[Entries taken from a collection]
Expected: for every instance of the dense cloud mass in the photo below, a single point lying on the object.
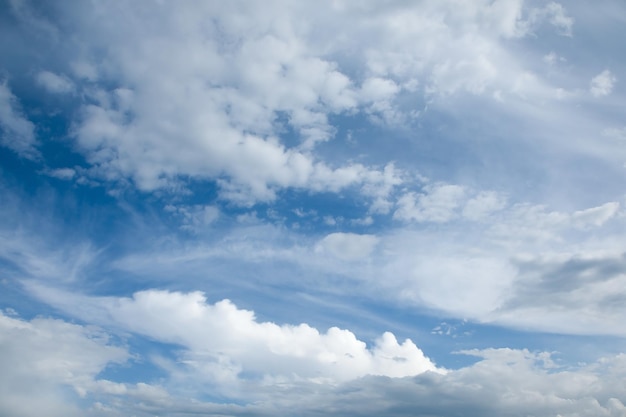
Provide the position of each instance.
(297, 208)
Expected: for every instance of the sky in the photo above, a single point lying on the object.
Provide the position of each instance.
(298, 208)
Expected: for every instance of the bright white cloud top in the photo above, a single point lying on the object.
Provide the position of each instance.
(297, 208)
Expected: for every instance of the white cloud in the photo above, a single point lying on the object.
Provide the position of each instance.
(194, 218)
(483, 205)
(222, 341)
(602, 84)
(439, 203)
(503, 381)
(54, 83)
(62, 173)
(348, 246)
(18, 133)
(210, 101)
(44, 355)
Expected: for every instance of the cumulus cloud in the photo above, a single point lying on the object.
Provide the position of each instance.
(54, 83)
(602, 84)
(44, 355)
(222, 341)
(210, 101)
(503, 381)
(439, 203)
(18, 133)
(348, 246)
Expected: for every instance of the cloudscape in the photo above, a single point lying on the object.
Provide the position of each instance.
(298, 208)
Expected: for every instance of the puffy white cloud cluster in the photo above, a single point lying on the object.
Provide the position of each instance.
(17, 132)
(503, 382)
(210, 91)
(221, 340)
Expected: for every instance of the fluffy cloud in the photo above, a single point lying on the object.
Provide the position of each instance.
(223, 340)
(348, 246)
(503, 382)
(602, 84)
(18, 133)
(208, 91)
(54, 83)
(42, 356)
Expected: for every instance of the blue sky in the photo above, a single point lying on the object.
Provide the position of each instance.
(296, 208)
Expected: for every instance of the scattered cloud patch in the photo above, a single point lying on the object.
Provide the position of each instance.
(602, 84)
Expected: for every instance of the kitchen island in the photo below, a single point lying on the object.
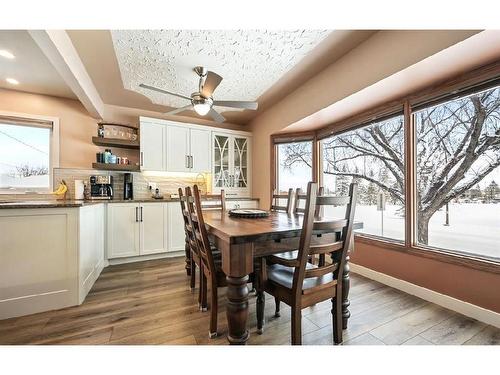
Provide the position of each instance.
(52, 252)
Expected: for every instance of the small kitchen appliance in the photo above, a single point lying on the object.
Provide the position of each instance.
(128, 187)
(101, 187)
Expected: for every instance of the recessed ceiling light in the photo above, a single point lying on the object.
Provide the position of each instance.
(12, 81)
(6, 54)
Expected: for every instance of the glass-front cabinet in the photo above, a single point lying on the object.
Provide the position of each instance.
(231, 164)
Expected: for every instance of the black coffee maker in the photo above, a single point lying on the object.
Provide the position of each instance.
(128, 187)
(101, 187)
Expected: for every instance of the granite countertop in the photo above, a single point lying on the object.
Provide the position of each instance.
(80, 203)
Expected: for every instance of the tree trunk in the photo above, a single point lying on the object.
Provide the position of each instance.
(423, 228)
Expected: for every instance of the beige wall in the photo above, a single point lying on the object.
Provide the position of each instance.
(380, 56)
(76, 127)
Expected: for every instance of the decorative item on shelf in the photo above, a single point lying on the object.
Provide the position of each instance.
(61, 191)
(157, 194)
(100, 131)
(248, 213)
(117, 131)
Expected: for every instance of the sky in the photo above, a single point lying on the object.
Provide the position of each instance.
(31, 147)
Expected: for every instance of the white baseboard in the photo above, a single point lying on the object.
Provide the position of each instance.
(141, 258)
(465, 308)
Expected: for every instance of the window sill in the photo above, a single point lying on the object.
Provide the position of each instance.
(432, 253)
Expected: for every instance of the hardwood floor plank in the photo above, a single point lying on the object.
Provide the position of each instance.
(417, 340)
(402, 329)
(488, 336)
(364, 339)
(453, 331)
(151, 303)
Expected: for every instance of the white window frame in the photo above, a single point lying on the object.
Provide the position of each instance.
(53, 151)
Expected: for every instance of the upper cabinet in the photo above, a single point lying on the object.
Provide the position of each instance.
(179, 147)
(152, 156)
(231, 164)
(188, 149)
(175, 147)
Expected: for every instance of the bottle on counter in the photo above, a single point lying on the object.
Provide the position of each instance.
(107, 155)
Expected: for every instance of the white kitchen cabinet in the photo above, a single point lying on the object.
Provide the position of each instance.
(49, 258)
(200, 150)
(231, 164)
(123, 230)
(178, 149)
(176, 235)
(136, 229)
(152, 149)
(153, 224)
(91, 242)
(187, 149)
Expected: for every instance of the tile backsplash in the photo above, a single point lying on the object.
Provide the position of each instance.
(166, 184)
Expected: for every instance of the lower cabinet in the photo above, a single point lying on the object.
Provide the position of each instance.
(136, 229)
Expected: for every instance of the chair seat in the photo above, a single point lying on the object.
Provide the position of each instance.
(283, 276)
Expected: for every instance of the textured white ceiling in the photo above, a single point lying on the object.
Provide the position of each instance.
(250, 61)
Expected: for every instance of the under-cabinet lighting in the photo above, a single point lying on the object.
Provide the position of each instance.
(6, 54)
(12, 81)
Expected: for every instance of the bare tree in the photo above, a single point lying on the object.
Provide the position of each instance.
(29, 170)
(458, 144)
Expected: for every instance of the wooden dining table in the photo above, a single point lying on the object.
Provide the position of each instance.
(242, 240)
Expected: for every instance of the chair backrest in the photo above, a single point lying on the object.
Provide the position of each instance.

**REQUIRED TASK:**
Your copy of the data above should match it exactly, except that pictures are left out.

**THE COMPLETED TASK:**
Expected: for every instance of the dense cloud mass in the photo below, a single point lying on the object.
Provide the position of each instance.
(297, 208)
Expected: for every instance of the sky in the photo above, a single point lying on the object.
Provide the position of each instance.
(298, 208)
Expected: for every instance of the bright white cloud top in the photo above, a single point lying on the object.
Provide the position of each instance.
(297, 208)
Expected: for every instance of the white cloud in the photo above, a single point lying on the object.
Provide the position of each instance.
(194, 218)
(483, 205)
(222, 341)
(602, 84)
(439, 203)
(503, 381)
(54, 83)
(62, 173)
(348, 246)
(18, 133)
(210, 101)
(44, 355)
Expected: for every instance of the cumulus cloud in the photo above, a single point lying on the object.
Provide the position of each instance.
(54, 83)
(602, 84)
(44, 355)
(222, 341)
(210, 101)
(503, 381)
(439, 203)
(18, 133)
(348, 246)
Expected: for every instance of the cloudscape in the photo above, a single point lying on the object.
Provide the position of each instance.
(298, 208)
Expected: for every instance of the puffy white cloud cluster in the photo above, a single point lying on the object.
Provide the position of each instance.
(17, 132)
(503, 382)
(210, 91)
(221, 340)
Expected: for every instance of the fluffy cloud in the photo above, a single point lying on the object.
Provide the position of each instance.
(223, 340)
(348, 246)
(503, 382)
(602, 84)
(18, 133)
(208, 91)
(54, 83)
(42, 356)
Expected: for every instance of the blue sky in the photo above, a single point lying on the object.
Provide the position of each instance.
(296, 208)
Expected: for every instance of the scattered cloud patch in the photo above, a single point lying on the object.
Provide the position of each instance.
(602, 84)
Expected: for every instance of the kitchen island in the photo below, a single point lying on the object.
Provide the position of each instance.
(52, 252)
Expected: for every instance of the small kitchen appliance in the photo above, a single point lying on the object.
Provide the position of each instance.
(128, 187)
(101, 187)
Expected: for every instance of the recessed ceiling light in the photo above, a single point lying on the object.
Provide the position of each instance.
(12, 81)
(6, 54)
Expected: for every instance of the glass-front cabinet in the photo above, a single point lying on the object.
Provide the position of each instance.
(231, 164)
Expected: for every instance of the black coffee maker in the photo above, a single point lying on the object.
Provide the position of each instance.
(128, 187)
(101, 187)
Expected: for every instance of the granite countertop in the photo above, a single point lying on the object.
Provide the position of each instance.
(80, 203)
Expected: for every instance of the tree trunk in the photo above, a single point lying on the object.
Provide the position of each instance.
(423, 228)
Expected: for every instance of the beige wall in the photo above, a single point lying on the object.
Provide the position of each instance.
(380, 56)
(76, 127)
Expected: for every instance of the decorative item on shelf in the photo above, a single point lying on the object.
Provide the position of each instance.
(61, 191)
(157, 194)
(100, 131)
(248, 213)
(117, 131)
Expected: for every instance of the sky in the photo above, a single point lying on the object.
Provide the position of each instance.
(31, 147)
Expected: for every instance of the white baseboard in the photo above, a single point lying on the object.
Provide the position of each instance.
(141, 258)
(465, 308)
Expected: for every instance of the window sill in the photo above, a single point lying on the object.
Provide the position of each instance.
(432, 253)
Expected: for every instance of the hardwood floor plank in the photo above, a single point lying on the object.
Provide the position of each instance.
(417, 340)
(402, 329)
(488, 336)
(364, 339)
(453, 331)
(151, 303)
Expected: for every instance of the white window frame in the photo above, a single point lying on the object.
Provide the position of each instance.
(53, 151)
Expected: for every instance of the upper cabinet in the photo above, a single point lying on the object.
Provide the position of each instance.
(179, 147)
(152, 156)
(231, 164)
(188, 149)
(175, 147)
Expected: for every instance of the bottle on counter in the photo above, a single point lying on the object.
Provide the position of each instance.
(107, 155)
Expected: for every instance of the white kitchen cabinet in the photo above, a single point lying on the object.
Provide the position of each instance.
(49, 258)
(200, 150)
(231, 164)
(123, 230)
(178, 149)
(176, 235)
(136, 229)
(152, 149)
(153, 224)
(91, 242)
(187, 149)
Expected: for every instance of the tile backsplash in the photo above, a single point lying on the object.
Provide the position of each instance.
(166, 184)
Expected: for every instance of the lower cabinet in the photo above, a single point lying on the object.
Provide the position of each instance.
(136, 229)
Expected: for every instance of the chair seat in the photo above, a single point lying on the object.
Provide the position of each instance.
(283, 276)
Expected: for every instance of the textured white ceiling in the photo above, a single point lying on the object.
Provide the position of each instance.
(250, 61)
Expected: for every instance of the under-cabinet lighting in the photo above, a single point lying on the object.
Provide the position of each instance.
(6, 54)
(12, 81)
Expected: for every instance of the bare tree in the photo above, a single point lying on the object.
Provide the position of each instance.
(29, 170)
(458, 144)
Expected: for every instance of the wooden dining table in the photo above, a single point lying on the object.
Provide the position of each instance.
(242, 240)
Expected: for every instance of the chair backrest in the photo above, a single point lying on the object.
Provide the position of each instance.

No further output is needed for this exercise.